▶ _Lesetext_
━━━━
Carl Lohses expressionistisches Frühwerk in Ravensburg  |  | Carl Lohse, Susi Große, um 1920 | |
Das Kunstmuseum Ravensburg widmet sich seit dem Wochenende dem Expressionisten Carl Lohse. Im Fokus der Schau steht die frühe kurze Schaffensperiode des 1895 in Hamburg geborenen und 1965 in Bischofswerda verstorbenen Malers. Eine intensive Farbigkeit und eine Überzeichnung der Form bestimmen die Bildsprache des vom Ersten Weltkrieg traumatisierten Künstlers, der erst wieder 2017 mit umfangreichen Ausstellungen gewürdigt wurde. Die rund 40 Gemälde, Zeichnungen und Skulpturen sind Leihgaben aus anderen Häusern wie dem Museum Bautzen, den Staatlichen Kunstsammlungen Dresden oder der Kunsthalle Rostock sowie zahlreiche Werke aus Privatsammlungen.
Die kleine sächsische Stadt Bischofswerda, in der sich Carl Lohse nach dem Ersten Weltkrieg niederließ, habe bei ihm einen regelrechten Schaffensrausch entfesselt, so der Kurator Uwe Degreif. Dort entwickelte er zwischen 1919 und 1921 seine charakteristische Malweise. „Impulsiv experimentiert Carl Lohse um 1920 mit den Bildsprachen der Avantgarde-Bewegungen seiner Zeit – Expressionismus, Futurismus, Kubismus und Konstruktivismus – und setzt ungewöhnliche Farbkombinationen und Formreduzierungen ein.“ So verdichten sich in der „Kleinen Stadtansicht“ um 1920 bunte Häuser zu einer Gemeinschaft, zu der eine Hügelwelle weitere Gebäude hinzufügt. Beinahe einem Sog in die Tiefe des Horizonts folgen die roten, gelben und weißen Haus- und Hügelzüge und evozieren eine starke Dynamik.
Die Farbe kommt in den ausdrucksstarken Porträts von Carl Lohse zu ihrer besonderen Stärke. Hier spitzt er Form und Kolorit zu und versucht, seelische Tiefendimensionen einzufangen. So wurde der Künstler 1921 von der Kritik als einer der „vielleicht stärksten und lebendigsten Verkünder der neuen deutschen Kunst“ gefeiert. Sein verzerrtes Bildnis von Susi Große von etwa 1920 verbindet ondulierende Linien des Kopfes und der blonden Frisur. Das Gesicht wird von weißen und rosafarbenen Partien, wie auch durch ornamentalen Gestaltungen der Nase und Brauen in Orange, der Augen in Dunkelblau und Orange sowie einer in Graunuancen gehaltenen Stirn definiert. Ernst blickt die Dame den Betrachter an. Ein Jahr früher bannte Carl Lohse mit Farbflächen in Rot und rosafarbenen Akzenten Ludwig Renn auf die Pappe. Das nach hinten gekämmte Haar in Blau steht in Kontrast zu den dominanten Rottönen, die durch petrolblaue runde Flächen als Augen nochmals gebrochen werden. Sein zeitgleich entstandenes Selbstbildnis aus getöntem Gips präsentiert eine Profilbüste, deren Kopf durch in den Raum ausgreifende Höhlen, Kurven, Hochreliefs und Schatteneffekte tief gefurcht ist.
━━━━
▶ _Arbeitsauftrag 1_
In welcher Stadt ließ sich Carl Lohse laut dem Lesetext nach dem Ersten Weltkrieg nieder?

▶ _Daten zur Aufgabe_
━━━━
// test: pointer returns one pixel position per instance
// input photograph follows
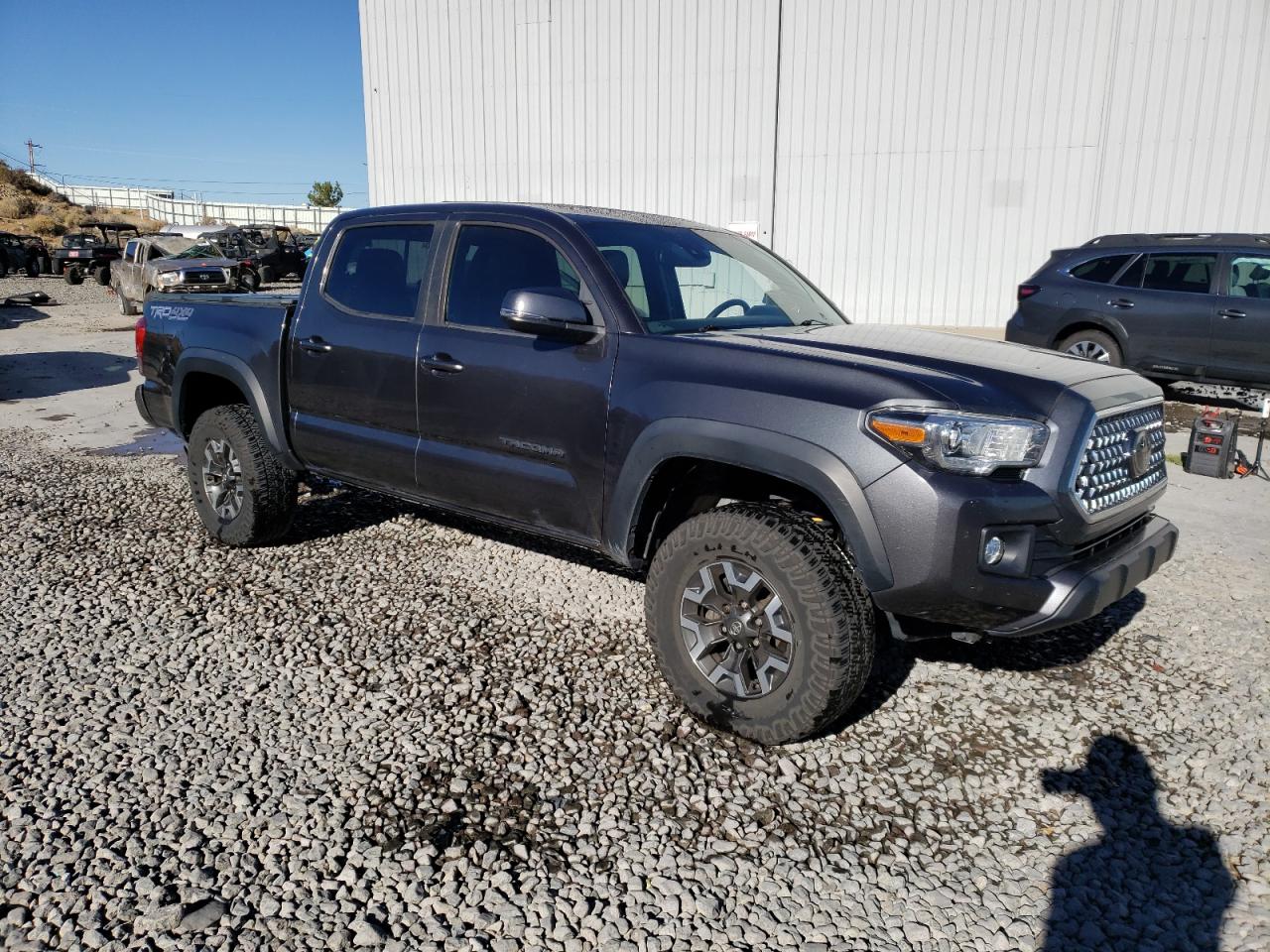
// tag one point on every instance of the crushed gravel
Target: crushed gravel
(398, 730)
━━━━
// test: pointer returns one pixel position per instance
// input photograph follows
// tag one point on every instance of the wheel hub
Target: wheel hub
━━━━
▶ _Arbeitsauftrag 2_
Zieh aus den Einträgen jede Zeile heraus, in der die Zeichenfolge „instance“ vorkommt. Dabei kommt es auf Groß- und Kleinschreibung an.

▶ _Lösung 1_
In Bischofswerda.

▶ _Lösung 2_
// test: pointer returns one pixel position per instance
// tag one point on every instance of the crushed gravel
// test: pointer returns one pixel position per instance
// tag one point on every instance of the wheel hub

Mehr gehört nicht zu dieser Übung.